## Ce qui est attendu
Reprenez la chronique sur la juridiction d'exception là où elle s'arrête et rédigez-en la suite.

Ancien cadre dirigeant d’une grande entreprise française au Brésil, Christian Pouillaude a vécu, travaillé, voyagé au Brésil depuis plus de 40 ans. Passionné de musique brésilienne (au point de collaborer avec Radio Latina) et de tout ce qui touche à son pays d’adoption, il vit aujourd’hui dans la ville de son épouse, Rio de Janeiro, et collabore avec Bom Dia Brésil à travers une chronique mensuelle intitulée Palabres. Palabres, car on ne peut pas comprendre le Brésil sans saisir toutes les nuances de certains mots du vocabulaire brésilien. Palabres, car ce sont des mots qui prêtent à la réflexion et à la discussion. Le cinquième volet de cette chronique se penche sur le foro privilegiado/juridiction d'exception. Vous pouvez la découvrir en version podcast ou simplement la lire ci-dessous.
La plupart des démocraties prévoient dans leur constitution une juridiction spécifique pour les responsables politiques de l’exécutif en exercice. On cherche d’ailleurs plus à protéger les fonctions que les individus. Ça peut se comprendre. En France, il existe la Cour de justice de la République, réservée aux ministres pour des faits survenus dans l’exercice de leur fonction.

## Liste des entrées

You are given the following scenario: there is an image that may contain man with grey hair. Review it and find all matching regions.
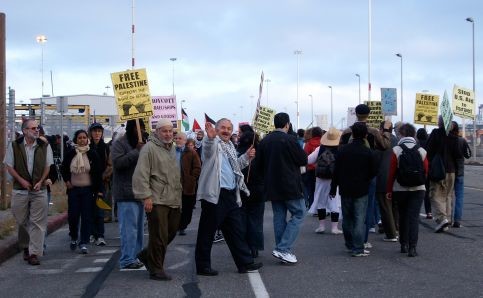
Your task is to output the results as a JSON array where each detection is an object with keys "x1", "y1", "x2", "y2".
[
  {"x1": 195, "y1": 118, "x2": 263, "y2": 276},
  {"x1": 4, "y1": 119, "x2": 54, "y2": 265},
  {"x1": 132, "y1": 119, "x2": 181, "y2": 280}
]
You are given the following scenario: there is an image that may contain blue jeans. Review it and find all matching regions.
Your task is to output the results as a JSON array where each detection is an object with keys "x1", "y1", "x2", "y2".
[
  {"x1": 117, "y1": 202, "x2": 144, "y2": 268},
  {"x1": 364, "y1": 177, "x2": 377, "y2": 243},
  {"x1": 454, "y1": 176, "x2": 465, "y2": 222},
  {"x1": 341, "y1": 195, "x2": 368, "y2": 253},
  {"x1": 272, "y1": 199, "x2": 305, "y2": 252}
]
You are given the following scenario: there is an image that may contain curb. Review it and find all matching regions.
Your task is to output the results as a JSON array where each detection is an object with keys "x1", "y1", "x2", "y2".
[{"x1": 0, "y1": 212, "x2": 67, "y2": 264}]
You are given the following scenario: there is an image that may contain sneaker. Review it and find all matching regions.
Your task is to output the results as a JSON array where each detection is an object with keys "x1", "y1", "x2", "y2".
[
  {"x1": 70, "y1": 240, "x2": 77, "y2": 250},
  {"x1": 80, "y1": 244, "x2": 88, "y2": 255},
  {"x1": 213, "y1": 231, "x2": 225, "y2": 243},
  {"x1": 315, "y1": 226, "x2": 325, "y2": 234},
  {"x1": 96, "y1": 237, "x2": 106, "y2": 246},
  {"x1": 352, "y1": 251, "x2": 370, "y2": 258},
  {"x1": 434, "y1": 218, "x2": 449, "y2": 233}
]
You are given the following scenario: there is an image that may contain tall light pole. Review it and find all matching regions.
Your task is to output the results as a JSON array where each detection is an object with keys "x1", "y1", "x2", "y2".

## Résultat
Au Brésil, ce régime de juridiction d’exception (appelé foro privilegiado) existe aussi. Sauf qu’il a sérieusement dérapé au fil du temps ! Pour commencer, il a été étendu à de nombreux responsables, non seulement de l’exécutif mais aussi du législatif et du judiciaire. Il y aurait plus de 22.000 personnes qui ne relèvent donc pas de la justice ordinaire mais d’une justice d’un niveau supérieur. Les députés et sénateurs par exemple ne peuvent être jugés que par la Cour Suprême (STF). La deuxième dérive a fait que, peu à peu, ce ne furent plus les fonctions qui étaient ainsi protégées mais bien les personnes, en particulier pour des faits antérieurs n’ayant rien à voir avec la fonction politique. On comprend vite pourquoi ce foro privilegiado est devenu le parfait symbole du formidable système d’auto-impunité que les hommes politiques brésiliens ont mis en place depuis le retour à la démocratie.
Une cour suprême encombrée
Vous me direz : « Mais ils n’échappent pas à la justice, seulement à des tribunaux de première instance, pas toujours très professionnels ni exemplaires. » Certes, mais les instances supérieures ne font pas leur travail : c’est la troisième dérive du système. Le cas de la Cour Suprême est simplement consternant : les instructions et les procès, quand il y en a, traînent des années, jusqu’à souvent arriver à prescription. La Cour est aussi extrêmement clémente : elle n’a pratiquement jamais condamné personne ces dernières décennies ! Rappelons que ses membres sont nommés par le Président…Bref, c’est la tranquillité assurée pour les politiques.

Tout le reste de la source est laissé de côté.